When you reach the line containing "Tight-box every instance of bar", begin copying exactly, and keep going through the last line of the records below, copying nothing before it.
BEGIN Information shown
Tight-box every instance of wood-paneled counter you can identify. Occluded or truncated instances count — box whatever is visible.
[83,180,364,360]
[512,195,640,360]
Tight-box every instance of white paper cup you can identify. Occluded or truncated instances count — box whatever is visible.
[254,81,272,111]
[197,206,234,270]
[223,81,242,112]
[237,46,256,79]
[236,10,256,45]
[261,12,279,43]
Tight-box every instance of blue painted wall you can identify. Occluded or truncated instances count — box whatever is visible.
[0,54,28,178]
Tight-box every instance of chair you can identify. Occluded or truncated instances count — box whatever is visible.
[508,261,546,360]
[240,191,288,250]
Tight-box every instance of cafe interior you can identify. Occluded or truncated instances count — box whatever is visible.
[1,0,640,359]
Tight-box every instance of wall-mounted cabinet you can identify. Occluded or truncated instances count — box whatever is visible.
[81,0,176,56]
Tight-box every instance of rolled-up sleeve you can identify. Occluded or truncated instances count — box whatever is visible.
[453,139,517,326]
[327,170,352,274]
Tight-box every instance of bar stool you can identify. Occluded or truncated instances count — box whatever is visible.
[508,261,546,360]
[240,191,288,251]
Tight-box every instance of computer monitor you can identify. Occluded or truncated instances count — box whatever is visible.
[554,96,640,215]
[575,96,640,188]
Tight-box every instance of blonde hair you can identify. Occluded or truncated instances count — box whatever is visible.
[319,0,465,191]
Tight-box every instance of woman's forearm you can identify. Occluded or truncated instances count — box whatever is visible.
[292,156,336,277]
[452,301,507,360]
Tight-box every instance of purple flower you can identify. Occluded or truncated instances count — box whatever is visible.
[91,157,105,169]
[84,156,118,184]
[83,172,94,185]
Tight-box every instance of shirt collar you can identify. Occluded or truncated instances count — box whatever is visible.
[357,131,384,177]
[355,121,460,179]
END Information shown
Task solution:
Tight-box every instance of bar stool you can identify. Occluded or truncated instances count — box whatever is visible.
[508,261,546,360]
[240,191,288,251]
Tight-box every instance of computer monitor you can identify. Occluded or truncated instances count — box whatever is visible.
[554,96,640,215]
[575,96,640,188]
Tight-box every instance of blonde hair you can identify. Occluded or truncated instances count — box whatever is visible.
[319,0,465,191]
Tight-box every instance of woman's forearm you can identify. Occluded or truncated instances count — box whatever is visible.
[292,156,336,277]
[452,301,507,360]
Tight-box every instance of purple flower you can identify. Occluded or truncated instances count — box whatever is visible.
[91,157,105,169]
[84,156,118,184]
[83,172,94,185]
Tight-box every instance of shirt collar you can identify. Occluded or truncated instances count — box whatever is visible.
[357,131,384,177]
[355,121,460,179]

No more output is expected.